§ Text excerpt
Older blog entries for dancer (starting at number 36)


Offers, offers, offers. Do I stay, or do I go? Well, the short answer is that until I see a proper offer, I keep doing what I'm doing. Money, terms, conditions, and work details. Company A's offer is attractive, but their HR people are veritably cthonic and seem to need to be pushed every step just to stay on the right page. Company B wishes me good luck and has bailed out of the bidding (as far as I know). Company C is dragging it's feet a little and may yet make an offer.


And now we are seven. Ryan Nunn joined us, and has been doing wonders with xmidi->midi conversion, and mt32->general midi conversion. Sterling work.

I've implemented my audio streams, and they've largely blown up in my face. They work so very well, except that there seems to be some bizarre memory corruption. Maybe the mutex lock() call is non-blocking. That might be a cause. Must check return value more closely.

Jeff is working on finalising barges (wagons, ships, magic carpet, etc). If I can fix the audio streams, and we can get sound-effects in there, which looks like a real possibility then we'll be feature-complete on the next release. Wooo!

We've crept back up onto the front page of Sourceforge's Most Active list, just below FreeCraft. Working on this project is so much fun, that I don't really care either way. I just wish I had more time to do it. An hour or two over my morning coffee satisfyeth me not so much.


Xfree86 4.0.1 debian packaging is started, I am told. I salivate with anticipation.

Myself and Paul are corrupting Justin to the ways of ADOM (Good lord, ADOM's going commercial?? Eek! Well...good luck to them, anyways)

§ Direction 1
Write out the part of the blog entries that begins at the words "Offers, offers, offers." and stops after the words "value more closely.".
§ Direction 2
In the blog entries, which two conversions has Ryan Nunn been working on?

§ Extracted material
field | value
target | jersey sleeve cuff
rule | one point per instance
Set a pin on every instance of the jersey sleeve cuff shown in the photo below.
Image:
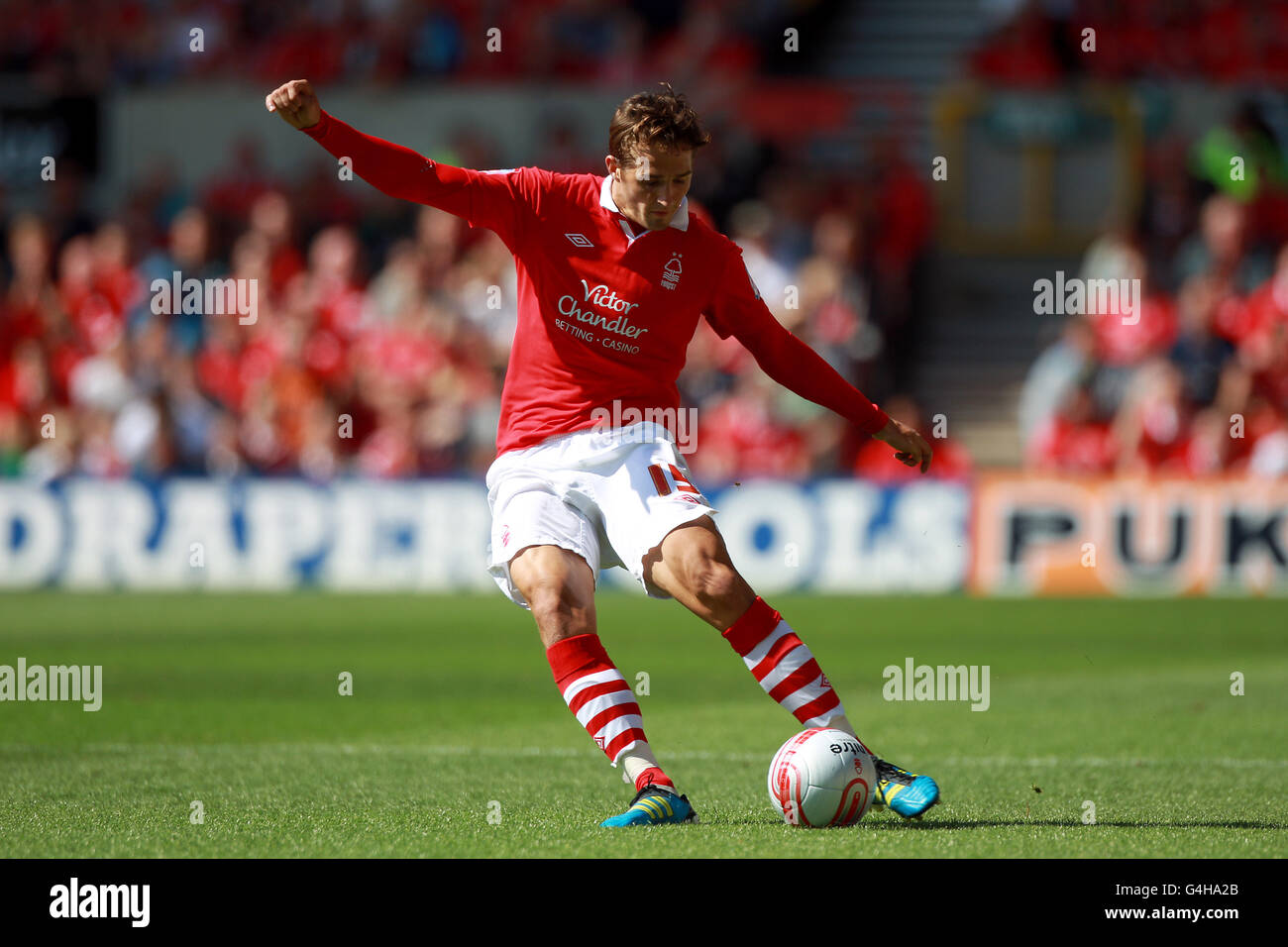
(318, 131)
(876, 423)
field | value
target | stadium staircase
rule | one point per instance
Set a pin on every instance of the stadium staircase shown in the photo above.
(980, 333)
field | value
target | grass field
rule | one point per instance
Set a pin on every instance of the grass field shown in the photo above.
(233, 701)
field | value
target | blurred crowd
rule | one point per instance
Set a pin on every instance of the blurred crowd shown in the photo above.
(94, 44)
(1042, 44)
(380, 344)
(1194, 381)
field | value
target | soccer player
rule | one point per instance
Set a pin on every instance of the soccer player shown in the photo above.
(613, 274)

§ Correct answer 1
Offers, offers, offers. Do I stay, or do I go? Well, the short answer is that until I see a proper offer, I keep doing what I'm doing. Money, terms, conditions, and work details. Company A's offer is attractive, but their HR people are veritably cthonic and seem to need to be pushed every step just to stay on the right page. Company B wishes me good luck and has bailed out of the bidding (as far as I know). Company C is dragging it's feet a little and may yet make an offer.


And now we are seven. Ryan Nunn joined us, and has been doing wonders with xmidi->midi conversion, and mt32->general midi conversion. Sterling work.

I've implemented my audio streams, and they've largely blown up in my face. They work so very well, except that there seems to be some bizarre memory corruption. Maybe the mutex lock() call is non-blocking. That might be a cause. Must check return value more closely.

§ Correct answer 2
xmidi->midi conversion and mt32->general midi conversion.